Work request:
Every entry that follows should be output again, word for word.

[Records from a data collection]
──────────
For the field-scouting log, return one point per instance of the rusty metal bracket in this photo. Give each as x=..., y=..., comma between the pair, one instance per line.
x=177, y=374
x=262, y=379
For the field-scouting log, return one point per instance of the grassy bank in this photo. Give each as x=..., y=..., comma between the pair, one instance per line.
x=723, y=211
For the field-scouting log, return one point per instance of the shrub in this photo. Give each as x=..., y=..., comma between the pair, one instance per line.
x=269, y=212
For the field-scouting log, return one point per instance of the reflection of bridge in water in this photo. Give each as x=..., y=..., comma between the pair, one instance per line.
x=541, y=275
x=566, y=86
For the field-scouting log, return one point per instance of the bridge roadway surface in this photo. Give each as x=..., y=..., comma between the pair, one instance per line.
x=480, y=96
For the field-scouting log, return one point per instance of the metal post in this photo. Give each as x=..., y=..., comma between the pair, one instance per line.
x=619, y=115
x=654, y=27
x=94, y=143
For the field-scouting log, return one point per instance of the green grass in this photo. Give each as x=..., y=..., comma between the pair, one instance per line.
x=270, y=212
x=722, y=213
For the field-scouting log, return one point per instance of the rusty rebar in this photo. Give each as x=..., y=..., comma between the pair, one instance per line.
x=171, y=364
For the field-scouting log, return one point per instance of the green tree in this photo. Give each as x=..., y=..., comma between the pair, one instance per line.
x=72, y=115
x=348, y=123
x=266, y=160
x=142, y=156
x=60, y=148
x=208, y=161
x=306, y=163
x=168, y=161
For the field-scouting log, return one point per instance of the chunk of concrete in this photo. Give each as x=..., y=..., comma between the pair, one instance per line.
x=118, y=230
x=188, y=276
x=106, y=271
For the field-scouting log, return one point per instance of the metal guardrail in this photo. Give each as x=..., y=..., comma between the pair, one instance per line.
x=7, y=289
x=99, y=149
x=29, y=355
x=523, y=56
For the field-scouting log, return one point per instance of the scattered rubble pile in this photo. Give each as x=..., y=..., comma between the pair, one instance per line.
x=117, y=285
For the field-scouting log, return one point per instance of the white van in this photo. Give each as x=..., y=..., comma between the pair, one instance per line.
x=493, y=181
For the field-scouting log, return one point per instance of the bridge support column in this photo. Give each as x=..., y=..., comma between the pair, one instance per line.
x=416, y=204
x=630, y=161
──────────
Response to the task:
For the field-scouting log, return one point per instance of the rusty metal bracket in this photo. Give each as x=..., y=..., comma between the pair, one instance per line.
x=177, y=374
x=262, y=379
For the field-scouting log, return one point per instance of the grassy bank in this photo. Give each as x=..., y=..., comma between the pair, one instance per line.
x=723, y=211
For the field-scouting log, return one point per instance of the shrub in this photo. Give each as x=..., y=..., comma between the pair, one instance per line.
x=269, y=212
For the field-scouting log, return one point per instance of the reflection of bridge in water in this photo. Give each as x=..., y=..., comma between the pair, one instance per line.
x=541, y=275
x=566, y=86
For the field-scouting log, return one point per instance of the bridge roadway surface in this photo. Give each as x=..., y=..., comma between the pair, one instance per line.
x=480, y=96
For the field-scouting log, return one point per instance of the metal post in this photo. Give each as x=..., y=..., comma between the pair, one instance per line.
x=619, y=115
x=654, y=27
x=94, y=143
For the field-scouting log, return one point per instance of the green grass in this photo. Give each as x=..., y=..., comma between the pair, one instance per line.
x=270, y=212
x=722, y=213
For the field-scouting log, return one point per instance of the rusty rebar in this photo. Give each as x=..., y=..., comma between the pair, one instance per line.
x=171, y=364
For the field-scouting log, return one point per instance of the green tree in this photo. Give each as x=..., y=..., comma between the pair, one instance per line.
x=72, y=115
x=348, y=123
x=266, y=160
x=142, y=156
x=60, y=148
x=208, y=161
x=306, y=163
x=168, y=161
For the field-scouting log, return one point per instance of the chunk of concrete in this photo. Give each as x=..., y=..., comma between the pair, one instance per line.
x=118, y=230
x=188, y=276
x=106, y=271
For the field-scouting log, return one point per instance of the metal guardrail in this photo. Give each as x=..., y=..., comma between the pair, one instance per line.
x=7, y=289
x=99, y=149
x=29, y=355
x=523, y=56
For the field-scouting log, return one point per instance of the scattered rubble pile in this photo. Give each as x=..., y=..., comma between the pair, one instance per line.
x=117, y=285
For the field-scouting log, return one point per instance of the white van in this photo. Give each as x=..., y=..., comma between the pair, one instance per line.
x=493, y=181
For the field-scouting log, return one point per instance of the bridge support column in this photo. Give each as x=..., y=..., comma between the pair, one instance per line.
x=416, y=204
x=630, y=161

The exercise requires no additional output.